**Text for analysis**
The citizens of the Middle East have endured centuries of conquest, hostility, oppression and exploitation at the hands of Western Colonial Powers, with even many of the borders and ethnic makeups of their nations determined by foreign empires. The leaders left in charge when World War 2 finally put an end to Colonialism were also, for the most part, hand-picked by their former colonial masters; ruthless despots who would “keep them in line” while western corporations continued their business-as-usual of siphoning off the lion’s share of these nations’ national wealth.

Is it any wonder that radicalism and anti-westen sentiment took root in many of these countries? Being robbed from within by greedy tyrants and from without by rapacious corporate interests, little money was left for education and government services. Before many generations passed, a great many of the poorer citizens of such nations had regressed into the the same ignorant superstition and unreasonable hatred that had plagued Europe’s population of preceding centuries.

**Brief 1**
Answer these questions from the passage on the Middle East and colonialism, one answer per line:
(a) According to the passage, who determined many of the borders and ethnic makeups of Middle Eastern nations?
(b) What event does the passage say finally put an end to Colonialism?
(c) What did a great many of the poorer citizens regress into?
**Brief 2**
Using the passage on the Middle East and colonialism, explain in one to three sentences why little money was left for education and government services.
**Brief 3**
Continue the passage on the Middle East and colonialism from its last sentence.

**Input data**
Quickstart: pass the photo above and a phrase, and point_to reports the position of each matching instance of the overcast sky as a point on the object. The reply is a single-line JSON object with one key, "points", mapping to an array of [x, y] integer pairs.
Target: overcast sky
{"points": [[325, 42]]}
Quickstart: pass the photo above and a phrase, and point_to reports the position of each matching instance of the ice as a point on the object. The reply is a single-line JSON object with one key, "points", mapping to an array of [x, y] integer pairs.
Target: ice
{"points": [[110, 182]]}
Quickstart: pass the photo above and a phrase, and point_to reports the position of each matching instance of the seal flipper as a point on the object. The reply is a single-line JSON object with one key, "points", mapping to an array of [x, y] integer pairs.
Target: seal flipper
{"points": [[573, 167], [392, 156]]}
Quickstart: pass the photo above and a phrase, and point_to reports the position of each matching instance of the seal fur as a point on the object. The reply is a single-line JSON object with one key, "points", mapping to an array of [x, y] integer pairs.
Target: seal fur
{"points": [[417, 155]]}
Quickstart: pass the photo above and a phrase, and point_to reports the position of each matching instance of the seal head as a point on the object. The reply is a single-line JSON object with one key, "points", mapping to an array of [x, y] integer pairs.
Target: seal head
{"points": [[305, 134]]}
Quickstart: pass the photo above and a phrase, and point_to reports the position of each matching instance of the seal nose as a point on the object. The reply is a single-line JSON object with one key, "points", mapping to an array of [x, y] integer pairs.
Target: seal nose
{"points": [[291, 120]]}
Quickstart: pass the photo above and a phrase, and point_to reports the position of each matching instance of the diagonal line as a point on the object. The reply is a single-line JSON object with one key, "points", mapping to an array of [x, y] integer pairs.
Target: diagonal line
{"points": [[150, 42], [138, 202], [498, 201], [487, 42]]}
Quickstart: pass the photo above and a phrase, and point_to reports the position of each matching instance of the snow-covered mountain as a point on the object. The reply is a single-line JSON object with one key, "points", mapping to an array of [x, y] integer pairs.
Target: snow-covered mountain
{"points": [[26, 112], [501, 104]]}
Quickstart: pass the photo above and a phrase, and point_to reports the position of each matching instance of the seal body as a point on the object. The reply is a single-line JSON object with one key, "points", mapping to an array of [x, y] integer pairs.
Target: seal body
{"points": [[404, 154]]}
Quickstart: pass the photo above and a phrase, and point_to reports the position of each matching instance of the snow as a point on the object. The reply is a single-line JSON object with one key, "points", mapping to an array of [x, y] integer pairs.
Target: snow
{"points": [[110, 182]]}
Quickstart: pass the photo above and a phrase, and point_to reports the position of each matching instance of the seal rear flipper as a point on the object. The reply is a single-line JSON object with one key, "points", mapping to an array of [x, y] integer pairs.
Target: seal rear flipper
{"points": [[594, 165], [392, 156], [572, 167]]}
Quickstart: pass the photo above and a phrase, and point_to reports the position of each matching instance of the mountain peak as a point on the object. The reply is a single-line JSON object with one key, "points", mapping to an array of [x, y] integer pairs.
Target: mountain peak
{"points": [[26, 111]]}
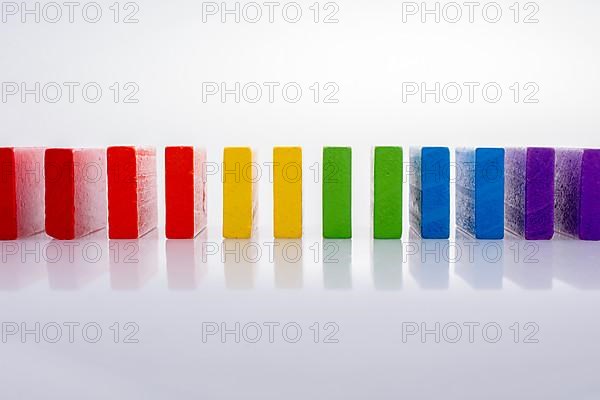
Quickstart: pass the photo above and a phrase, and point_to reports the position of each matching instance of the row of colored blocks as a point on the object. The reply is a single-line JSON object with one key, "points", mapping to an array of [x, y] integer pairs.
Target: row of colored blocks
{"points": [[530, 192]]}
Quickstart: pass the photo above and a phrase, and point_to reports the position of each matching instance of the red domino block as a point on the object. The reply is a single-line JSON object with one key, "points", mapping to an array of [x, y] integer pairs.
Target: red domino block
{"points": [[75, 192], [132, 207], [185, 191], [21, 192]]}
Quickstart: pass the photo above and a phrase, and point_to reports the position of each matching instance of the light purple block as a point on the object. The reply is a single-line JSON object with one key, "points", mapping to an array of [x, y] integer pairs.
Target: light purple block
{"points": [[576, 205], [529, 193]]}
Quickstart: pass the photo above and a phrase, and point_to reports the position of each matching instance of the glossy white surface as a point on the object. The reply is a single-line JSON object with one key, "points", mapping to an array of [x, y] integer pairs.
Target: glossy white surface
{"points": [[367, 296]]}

...

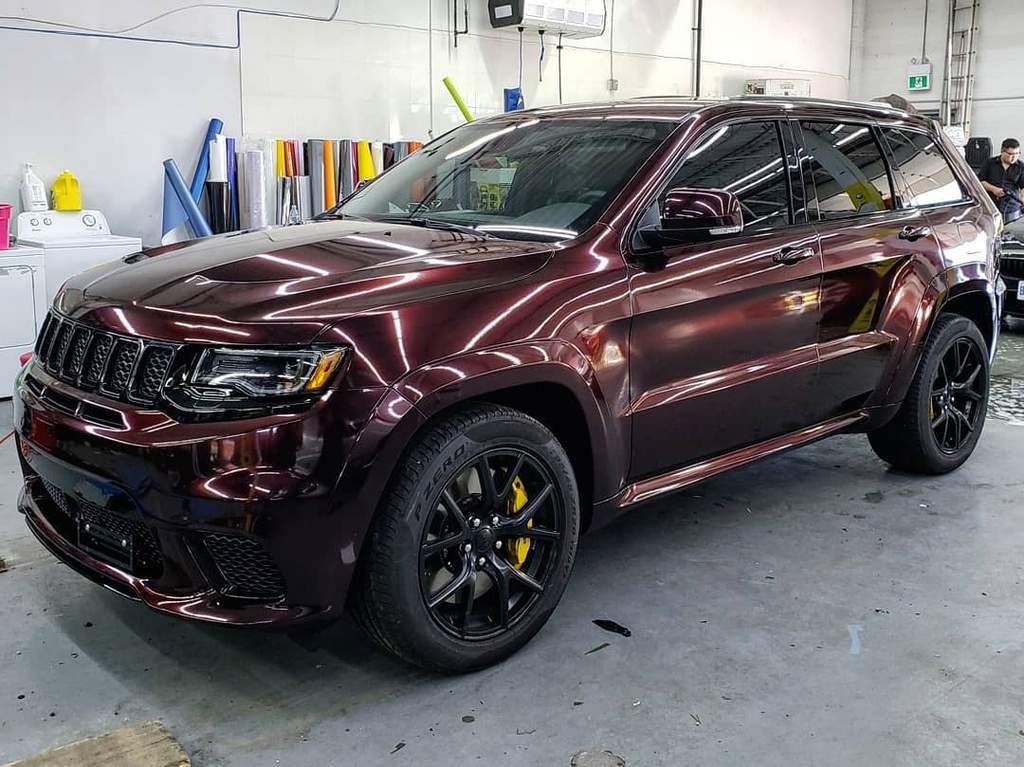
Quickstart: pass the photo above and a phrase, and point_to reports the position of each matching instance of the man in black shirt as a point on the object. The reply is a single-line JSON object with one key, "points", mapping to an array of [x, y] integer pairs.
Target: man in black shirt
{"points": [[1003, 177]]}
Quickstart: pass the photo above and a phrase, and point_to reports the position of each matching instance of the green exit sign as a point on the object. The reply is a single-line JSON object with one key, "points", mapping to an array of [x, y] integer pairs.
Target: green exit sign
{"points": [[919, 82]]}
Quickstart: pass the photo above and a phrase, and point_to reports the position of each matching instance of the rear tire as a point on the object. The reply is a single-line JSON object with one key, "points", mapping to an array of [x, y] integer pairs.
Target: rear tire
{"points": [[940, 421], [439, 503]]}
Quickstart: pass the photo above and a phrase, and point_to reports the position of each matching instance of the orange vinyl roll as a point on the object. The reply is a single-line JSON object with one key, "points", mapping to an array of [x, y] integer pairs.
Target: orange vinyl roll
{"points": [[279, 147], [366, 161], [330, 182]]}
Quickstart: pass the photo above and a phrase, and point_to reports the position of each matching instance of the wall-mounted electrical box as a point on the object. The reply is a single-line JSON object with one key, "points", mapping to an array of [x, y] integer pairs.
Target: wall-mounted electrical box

**Answer section 1**
(a) Foreign empires.
(b) World War 2.
(c) The same ignorant superstition and unreasonable hatred that had plagued Europe's population of preceding centuries.

**Answer section 2**
Little money was left because these nations were being robbed from within by greedy tyrants and from without by rapacious corporate interests.

**Answer section 3**
No al Qaeda, Hamas or any other terrorist group could succeed in attracting recruits from nations that were enjoying freedom, prosperity and equality in human rights, and whose nations were in control of their own natural resources. In an almost visceral understanding of this self-perpetuating predicament, the masses of the Middle East seem to have risen as one and said “Enough!” Starting in Tunisia and cemented by the stunning peaceful victory in Egypt, a popular revolution is sweeping the Middle East.

Western civilization has been taken aback by all this, and predictions of disaster are rampant. Too many Western leaders and “Middle East Experts” are of the opinion that Western powers should be directing this revolution and picking its leaders, just like we did when Colonialism disappeared in name only. They miss the obvious point that their meddling and domination were a huge factor in the shaping of these societies’ recent histories, and that this is the true end of Colonialism, where the people of the Middle East pursue self-deternimination in a way they see fit, not what is allowed them by their patronizing overseers both foreign and domestic.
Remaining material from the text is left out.